Now if i could only find the stupid charger for the battery on it...


----------



## Kremer (Mar 18, 2011)

Thanks to mcdod and others I've been combustion-free for over a month now (2 days after my e-cig arrived in the mail). I picked up a Joye eGo and some eGo-T parts for it and other stuff. I have really been into it.


----------



## USACelt (Mar 18, 2011)

My wife has been smoke free for a year now and has been using the e-cigs. It was the only way she could quit. She was one of those that got a charger with unprotected 14500 battery, so far no problems. She quit picking on me about my flashlights after she saw the e-cig folks.


----------



## jforbush (Mar 18, 2011)

Thanks for the post....I decided that I was going to quit a week ago. I had been smoking for almost 20 years. I was getting low on my last pack and I decided that I was done...no gum, no patch no nothing..... My GF said that it was almost impossible to quit without the aid of something. I decided that I was done and I am done...

The Ecig might be a great solution to help my GF to quit....thanks for posting up your success story and giving me the idea to help her out.


----------



## SaVaGe (Mar 20, 2011)

Chantix worked for me. its been 1 month now.


----------



## Marmaduke (Mar 20, 2011)

It seems ecigs are being banned at all the same places as regular cigarettes for no good reason other than they "look" like real cigarettes and second hand water vapor "might" be hazardous.

RECORDS PROVIDED:

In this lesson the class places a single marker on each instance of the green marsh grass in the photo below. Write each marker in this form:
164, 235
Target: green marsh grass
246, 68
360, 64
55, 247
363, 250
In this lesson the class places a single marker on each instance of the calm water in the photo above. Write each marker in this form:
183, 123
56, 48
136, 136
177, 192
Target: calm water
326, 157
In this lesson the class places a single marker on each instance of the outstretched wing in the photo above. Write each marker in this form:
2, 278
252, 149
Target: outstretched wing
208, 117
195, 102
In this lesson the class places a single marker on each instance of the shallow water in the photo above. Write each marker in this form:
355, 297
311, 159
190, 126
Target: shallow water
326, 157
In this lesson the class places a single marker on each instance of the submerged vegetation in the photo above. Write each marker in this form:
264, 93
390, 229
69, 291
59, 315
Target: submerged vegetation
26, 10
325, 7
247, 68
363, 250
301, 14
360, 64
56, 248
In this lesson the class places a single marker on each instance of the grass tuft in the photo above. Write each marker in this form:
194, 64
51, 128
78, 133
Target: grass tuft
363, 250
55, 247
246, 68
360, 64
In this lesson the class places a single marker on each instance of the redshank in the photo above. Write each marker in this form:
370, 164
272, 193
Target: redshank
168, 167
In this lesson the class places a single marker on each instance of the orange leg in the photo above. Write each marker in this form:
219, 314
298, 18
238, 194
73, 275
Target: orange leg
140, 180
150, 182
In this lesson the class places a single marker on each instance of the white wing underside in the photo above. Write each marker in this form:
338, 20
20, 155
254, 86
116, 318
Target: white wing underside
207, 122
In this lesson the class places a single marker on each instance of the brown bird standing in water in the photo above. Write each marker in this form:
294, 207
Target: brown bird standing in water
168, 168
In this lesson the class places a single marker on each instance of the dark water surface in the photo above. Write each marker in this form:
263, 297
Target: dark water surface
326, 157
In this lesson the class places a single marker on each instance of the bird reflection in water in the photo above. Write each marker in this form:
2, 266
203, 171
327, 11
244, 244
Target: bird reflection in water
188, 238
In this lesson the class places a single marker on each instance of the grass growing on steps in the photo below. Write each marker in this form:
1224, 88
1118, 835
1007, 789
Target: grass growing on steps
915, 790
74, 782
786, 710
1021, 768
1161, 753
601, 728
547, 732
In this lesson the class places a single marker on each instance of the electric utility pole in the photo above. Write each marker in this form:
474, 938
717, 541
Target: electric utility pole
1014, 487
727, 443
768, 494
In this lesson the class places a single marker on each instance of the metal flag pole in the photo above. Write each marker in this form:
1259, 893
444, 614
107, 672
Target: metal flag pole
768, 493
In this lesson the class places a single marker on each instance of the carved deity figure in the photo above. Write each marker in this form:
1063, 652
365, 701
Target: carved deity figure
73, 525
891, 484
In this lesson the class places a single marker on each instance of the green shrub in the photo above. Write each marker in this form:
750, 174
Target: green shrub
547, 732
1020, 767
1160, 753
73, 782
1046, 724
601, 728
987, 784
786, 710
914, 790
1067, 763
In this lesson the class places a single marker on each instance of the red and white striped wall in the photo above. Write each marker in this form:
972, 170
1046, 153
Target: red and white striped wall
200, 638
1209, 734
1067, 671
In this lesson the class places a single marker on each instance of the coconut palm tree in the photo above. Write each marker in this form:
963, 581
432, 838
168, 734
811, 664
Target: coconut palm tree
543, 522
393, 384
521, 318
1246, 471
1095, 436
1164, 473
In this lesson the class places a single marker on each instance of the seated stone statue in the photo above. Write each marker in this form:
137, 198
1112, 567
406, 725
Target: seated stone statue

THINGS TO DO:
(1) In the e-cigarette forum thread, how long had jforbush been smoking before deciding to quit?
(2) Extend the e-cigarette forum thread beyond its final post.

ANSWERS GIVEN:
(1) Almost 20 years.

(2)
----------



## Lee1959 (Mar 20, 2011)

I used the patch and the dreams on it were incredible, the most vivid ever. Would wear the patch for that alone, but really did not quit with it, I started back up after. But a year later I decided I wanted to quit, and did, cold turkey, and it has been 10 years since I had one. 

The key for me and most people I know is to want to quit. Really want to, not just I should quit, no method would work until you get to that point. After that, a good method will help and you will be successful.


----------



## savagemann (Mar 22, 2011)

Are those things direct drive?
How many lumens do the tips put out?
I'll have to see if I can mod my e-cig with an XML.......= )



On a serious note, they actually work really well if you WANT to quit smoking.


----------



## s15project (Mar 22, 2011)

Got one of these as a present for christmas. And I've been smoke free since Jan 1st. It helped with the nicotine craving but what I seem to miss the most is having something in my hand. I've kinda been putting down the e-cig too just because I've been too busy to carry it around and pay attention to keeping it charged. But find myself playing with a pen or my keys or something.

Now I guess I have to work on being less fidgety and I'll be all good.


----------



## MedusaOblongata (Mar 24, 2011)

I can add my experience with ecigs. I was a full time, dedicated cigarette smoker. A pack a day of Marlboro Reds, for 16 years, and I loved every god damn one of those cigarettes. I never tried to quit, and I laughed at those smokers who tried to quit every other month, and those who pretended to think smoking was bad or whatever. I put my cigarettes out on "no smoking" signs, and deliberately blew smoke in the faces of people who fake coughed at smokers.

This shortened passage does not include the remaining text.